§ Extrait du texte:
..............................

[CRITIQUE] Le Monde après nous – Cerf à rien

Le Monde après nous, adaptation par Sam Esmail du roman encensé de Rumaan Alam, s’inscrit dans la lignée des thrillers apocalyptiques, explorant avec une vigueur particulière l’isolement angoissant, tissant des dynamiques humaines au sein d’un cataclysme imminent. Doté d’une distribution éminente, de prouesses visuelles marquantes et d’une mise en scène ambitieuse, ce film nous transporte au cœur d’un groupe en quête de refuge, ignorant que leur monde touche à sa fin.

..............................

§ Données fournies:
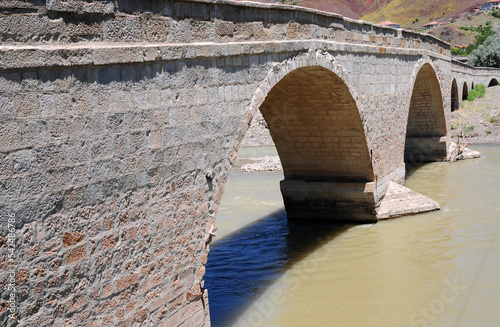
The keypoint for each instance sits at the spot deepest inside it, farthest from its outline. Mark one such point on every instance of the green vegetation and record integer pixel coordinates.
(481, 90)
(487, 54)
(458, 51)
(478, 92)
(472, 95)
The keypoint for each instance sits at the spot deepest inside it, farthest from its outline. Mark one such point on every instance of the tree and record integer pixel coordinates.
(484, 32)
(487, 54)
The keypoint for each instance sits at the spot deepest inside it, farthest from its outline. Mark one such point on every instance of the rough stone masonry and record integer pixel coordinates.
(120, 120)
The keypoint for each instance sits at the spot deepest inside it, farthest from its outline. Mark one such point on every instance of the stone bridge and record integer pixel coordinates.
(120, 120)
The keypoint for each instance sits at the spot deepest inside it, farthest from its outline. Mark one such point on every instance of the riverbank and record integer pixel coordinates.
(478, 121)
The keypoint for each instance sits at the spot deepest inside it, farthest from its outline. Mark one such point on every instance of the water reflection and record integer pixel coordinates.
(434, 269)
(243, 264)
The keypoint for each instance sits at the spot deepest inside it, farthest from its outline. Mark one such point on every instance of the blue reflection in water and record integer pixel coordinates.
(242, 265)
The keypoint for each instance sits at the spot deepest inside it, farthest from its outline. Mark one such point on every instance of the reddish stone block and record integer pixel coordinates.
(75, 254)
(72, 238)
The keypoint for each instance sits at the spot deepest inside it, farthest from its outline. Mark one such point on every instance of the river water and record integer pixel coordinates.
(434, 269)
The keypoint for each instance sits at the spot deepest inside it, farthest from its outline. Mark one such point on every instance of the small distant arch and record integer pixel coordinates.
(465, 91)
(454, 95)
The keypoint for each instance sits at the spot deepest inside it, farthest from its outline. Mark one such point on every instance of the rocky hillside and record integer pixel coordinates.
(408, 13)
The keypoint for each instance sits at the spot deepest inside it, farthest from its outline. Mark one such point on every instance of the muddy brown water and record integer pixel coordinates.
(435, 269)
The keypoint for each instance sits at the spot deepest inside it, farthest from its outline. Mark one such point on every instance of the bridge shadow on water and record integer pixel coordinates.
(243, 264)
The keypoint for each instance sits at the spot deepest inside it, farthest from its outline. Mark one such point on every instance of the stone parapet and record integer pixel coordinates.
(329, 200)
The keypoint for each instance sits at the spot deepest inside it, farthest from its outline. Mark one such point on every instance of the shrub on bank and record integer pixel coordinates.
(487, 54)
(481, 90)
(472, 95)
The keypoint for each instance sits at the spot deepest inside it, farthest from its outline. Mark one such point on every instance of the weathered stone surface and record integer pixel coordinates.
(401, 201)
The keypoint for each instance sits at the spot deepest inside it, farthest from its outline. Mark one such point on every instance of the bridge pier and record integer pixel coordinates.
(329, 200)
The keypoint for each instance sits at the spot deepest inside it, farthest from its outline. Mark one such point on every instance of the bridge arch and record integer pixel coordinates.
(465, 91)
(426, 123)
(454, 96)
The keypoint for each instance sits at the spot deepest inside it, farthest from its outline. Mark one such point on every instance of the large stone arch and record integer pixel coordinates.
(465, 91)
(426, 123)
(315, 123)
(455, 104)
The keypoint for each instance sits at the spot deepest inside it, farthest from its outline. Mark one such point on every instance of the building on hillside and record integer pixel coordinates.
(430, 25)
(491, 5)
(390, 24)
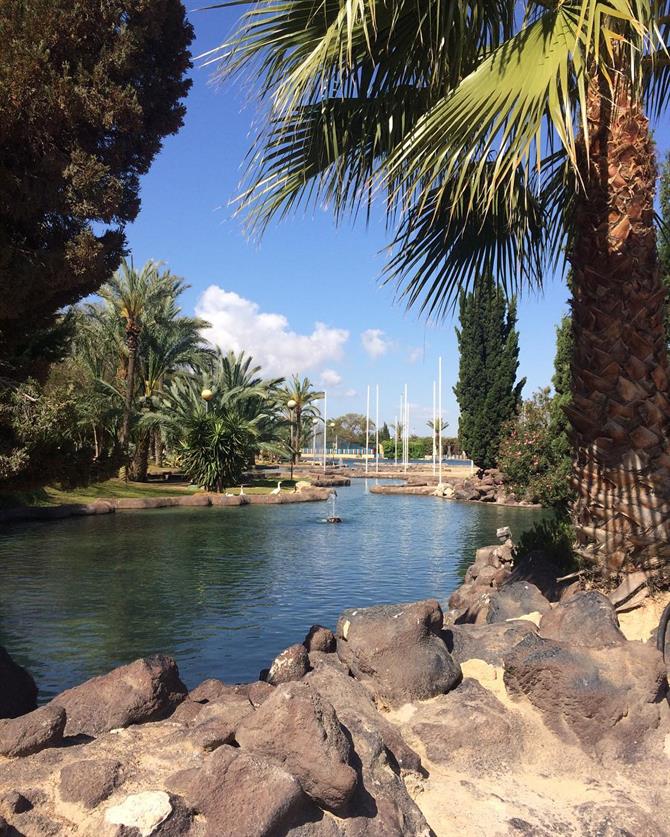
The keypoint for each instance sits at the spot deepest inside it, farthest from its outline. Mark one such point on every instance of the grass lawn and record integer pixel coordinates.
(52, 496)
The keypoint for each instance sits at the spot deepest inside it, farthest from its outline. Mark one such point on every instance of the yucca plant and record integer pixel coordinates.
(501, 135)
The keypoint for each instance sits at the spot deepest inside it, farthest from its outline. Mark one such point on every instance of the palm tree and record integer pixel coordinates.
(501, 136)
(299, 399)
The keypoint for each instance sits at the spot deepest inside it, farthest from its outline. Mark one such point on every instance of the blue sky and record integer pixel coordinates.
(271, 296)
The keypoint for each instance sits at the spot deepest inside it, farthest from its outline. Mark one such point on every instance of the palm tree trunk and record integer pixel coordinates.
(132, 341)
(620, 412)
(139, 466)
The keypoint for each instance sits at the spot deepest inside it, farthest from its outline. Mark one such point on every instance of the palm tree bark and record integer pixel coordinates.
(620, 410)
(132, 341)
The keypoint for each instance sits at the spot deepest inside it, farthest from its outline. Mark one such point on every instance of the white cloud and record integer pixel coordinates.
(375, 342)
(331, 378)
(238, 324)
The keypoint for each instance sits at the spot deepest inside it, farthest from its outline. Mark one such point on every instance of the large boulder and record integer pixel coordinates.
(468, 729)
(586, 618)
(486, 642)
(18, 692)
(146, 690)
(355, 709)
(399, 648)
(33, 732)
(515, 599)
(601, 698)
(88, 782)
(299, 729)
(242, 795)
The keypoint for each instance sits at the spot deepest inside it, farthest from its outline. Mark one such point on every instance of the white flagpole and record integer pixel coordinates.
(434, 418)
(325, 427)
(367, 430)
(377, 428)
(406, 430)
(397, 439)
(439, 434)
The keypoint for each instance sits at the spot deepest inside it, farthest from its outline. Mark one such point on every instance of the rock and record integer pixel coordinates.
(355, 709)
(514, 599)
(320, 639)
(18, 692)
(399, 648)
(146, 690)
(299, 729)
(89, 781)
(242, 795)
(149, 813)
(33, 732)
(486, 642)
(632, 583)
(596, 697)
(291, 664)
(586, 618)
(14, 802)
(469, 730)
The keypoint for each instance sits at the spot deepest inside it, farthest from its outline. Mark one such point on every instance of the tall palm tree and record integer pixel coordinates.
(299, 398)
(501, 136)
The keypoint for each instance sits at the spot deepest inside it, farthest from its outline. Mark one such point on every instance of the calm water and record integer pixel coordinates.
(222, 590)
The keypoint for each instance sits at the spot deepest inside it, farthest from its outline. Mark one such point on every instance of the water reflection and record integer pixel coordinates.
(223, 590)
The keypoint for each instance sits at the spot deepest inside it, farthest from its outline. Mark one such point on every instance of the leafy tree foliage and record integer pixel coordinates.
(487, 392)
(88, 91)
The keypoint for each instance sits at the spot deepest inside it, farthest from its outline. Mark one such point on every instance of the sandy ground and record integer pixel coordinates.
(548, 787)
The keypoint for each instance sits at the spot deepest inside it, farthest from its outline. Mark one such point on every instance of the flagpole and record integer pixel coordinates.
(367, 430)
(439, 436)
(377, 428)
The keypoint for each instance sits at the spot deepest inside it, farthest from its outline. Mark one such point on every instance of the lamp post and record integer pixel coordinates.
(292, 404)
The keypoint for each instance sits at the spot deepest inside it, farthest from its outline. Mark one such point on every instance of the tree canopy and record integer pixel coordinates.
(88, 91)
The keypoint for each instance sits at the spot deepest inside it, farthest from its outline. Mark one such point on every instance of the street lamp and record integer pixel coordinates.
(292, 404)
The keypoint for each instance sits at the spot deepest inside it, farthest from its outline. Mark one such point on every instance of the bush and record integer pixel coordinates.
(534, 453)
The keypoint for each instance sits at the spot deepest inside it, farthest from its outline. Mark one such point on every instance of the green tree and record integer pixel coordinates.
(487, 392)
(88, 91)
(501, 135)
(664, 237)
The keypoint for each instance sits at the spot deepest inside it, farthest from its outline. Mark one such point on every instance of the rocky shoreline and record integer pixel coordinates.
(528, 712)
(109, 506)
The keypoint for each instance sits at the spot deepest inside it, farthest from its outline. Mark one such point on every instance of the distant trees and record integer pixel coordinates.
(88, 91)
(487, 391)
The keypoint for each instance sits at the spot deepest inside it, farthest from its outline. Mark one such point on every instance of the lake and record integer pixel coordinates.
(223, 590)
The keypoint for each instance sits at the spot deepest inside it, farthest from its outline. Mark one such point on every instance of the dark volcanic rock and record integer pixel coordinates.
(399, 648)
(242, 795)
(299, 729)
(33, 732)
(89, 781)
(18, 692)
(146, 690)
(514, 599)
(291, 664)
(356, 710)
(468, 728)
(320, 639)
(591, 694)
(486, 642)
(586, 618)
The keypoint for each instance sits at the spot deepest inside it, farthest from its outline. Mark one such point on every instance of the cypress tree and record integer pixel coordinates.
(487, 392)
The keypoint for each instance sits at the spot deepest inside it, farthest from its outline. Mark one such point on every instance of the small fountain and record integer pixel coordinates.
(333, 517)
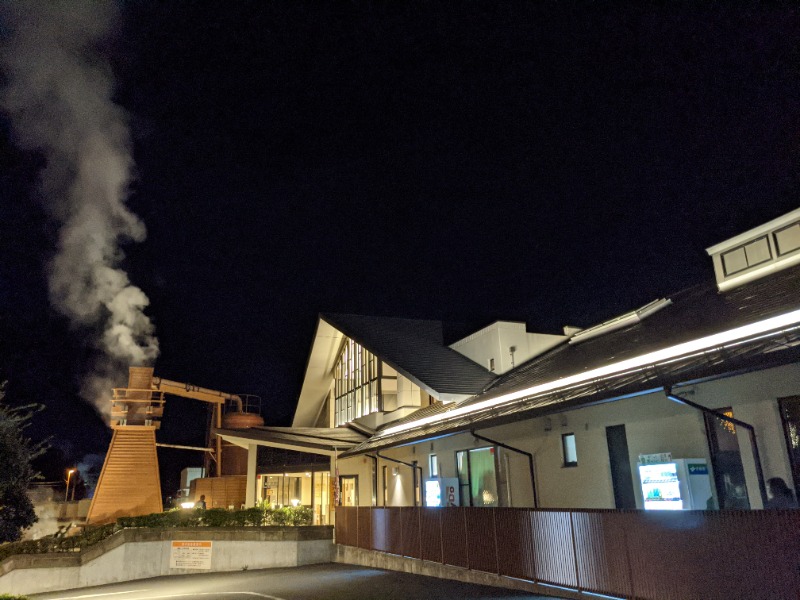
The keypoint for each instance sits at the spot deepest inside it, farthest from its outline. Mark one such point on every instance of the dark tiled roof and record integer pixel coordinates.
(694, 313)
(310, 438)
(415, 349)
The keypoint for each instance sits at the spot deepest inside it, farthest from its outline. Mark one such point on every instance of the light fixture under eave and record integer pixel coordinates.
(735, 336)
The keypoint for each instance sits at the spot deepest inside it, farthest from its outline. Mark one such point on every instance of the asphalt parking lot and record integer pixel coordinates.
(317, 582)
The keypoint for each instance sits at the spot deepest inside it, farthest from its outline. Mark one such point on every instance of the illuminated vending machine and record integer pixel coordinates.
(680, 484)
(441, 492)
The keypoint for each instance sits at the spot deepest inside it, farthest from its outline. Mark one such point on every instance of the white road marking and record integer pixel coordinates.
(99, 595)
(194, 595)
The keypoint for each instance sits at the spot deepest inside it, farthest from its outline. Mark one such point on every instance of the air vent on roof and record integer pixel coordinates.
(758, 252)
(629, 318)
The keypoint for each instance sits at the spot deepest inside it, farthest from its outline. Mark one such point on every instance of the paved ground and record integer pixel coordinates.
(318, 582)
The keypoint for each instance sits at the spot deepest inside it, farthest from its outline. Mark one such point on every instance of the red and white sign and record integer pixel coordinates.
(190, 555)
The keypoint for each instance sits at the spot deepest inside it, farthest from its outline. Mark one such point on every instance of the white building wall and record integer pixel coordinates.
(495, 343)
(653, 424)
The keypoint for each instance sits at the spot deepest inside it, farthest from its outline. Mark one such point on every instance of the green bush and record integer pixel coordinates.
(213, 517)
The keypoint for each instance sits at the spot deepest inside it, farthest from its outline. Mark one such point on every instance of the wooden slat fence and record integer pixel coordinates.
(682, 555)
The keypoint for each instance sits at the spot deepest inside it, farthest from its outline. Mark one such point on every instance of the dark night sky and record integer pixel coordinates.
(557, 163)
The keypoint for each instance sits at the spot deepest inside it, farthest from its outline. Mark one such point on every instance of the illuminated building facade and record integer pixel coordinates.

..............................

§ Tâches et exercices:
1. D'après la critique du film Le Monde après nous, qui a réalisé l'adaptation du roman de Rumaan Alam ?
2. Relevez, s'il vous plaît, chaque ligne des enregistrements qui contient le mot « water ».

§ Résultats:
1. Sam Esmail.

2.
The keypoint for each instance sits at the spot deepest inside it, farthest from its outline. Mark one such point on every instance of the water reflection and record integer pixel coordinates.
The keypoint for each instance sits at the spot deepest inside it, farthest from its outline. Mark one such point on every instance of the blue reflection in water and record integer pixel coordinates.
The keypoint for each instance sits at the spot deepest inside it, farthest from its outline. Mark one such point on every instance of the river water and record integer pixel coordinates.
The keypoint for each instance sits at the spot deepest inside it, farthest from its outline. Mark one such point on every instance of the muddy brown water and record integer pixel coordinates.
The keypoint for each instance sits at the spot deepest inside it, farthest from its outline. Mark one such point on every instance of the bridge shadow on water and record integer pixel coordinates.
The keypoint for each instance sits at the spot deepest inside it, farthest from its outline. Mark one such point on every instance of the calm water and record integer pixel coordinates.
The keypoint for each instance sits at the spot deepest inside it, farthest from its outline. Mark one such point on every instance of the water reflection and record integer pixel coordinates.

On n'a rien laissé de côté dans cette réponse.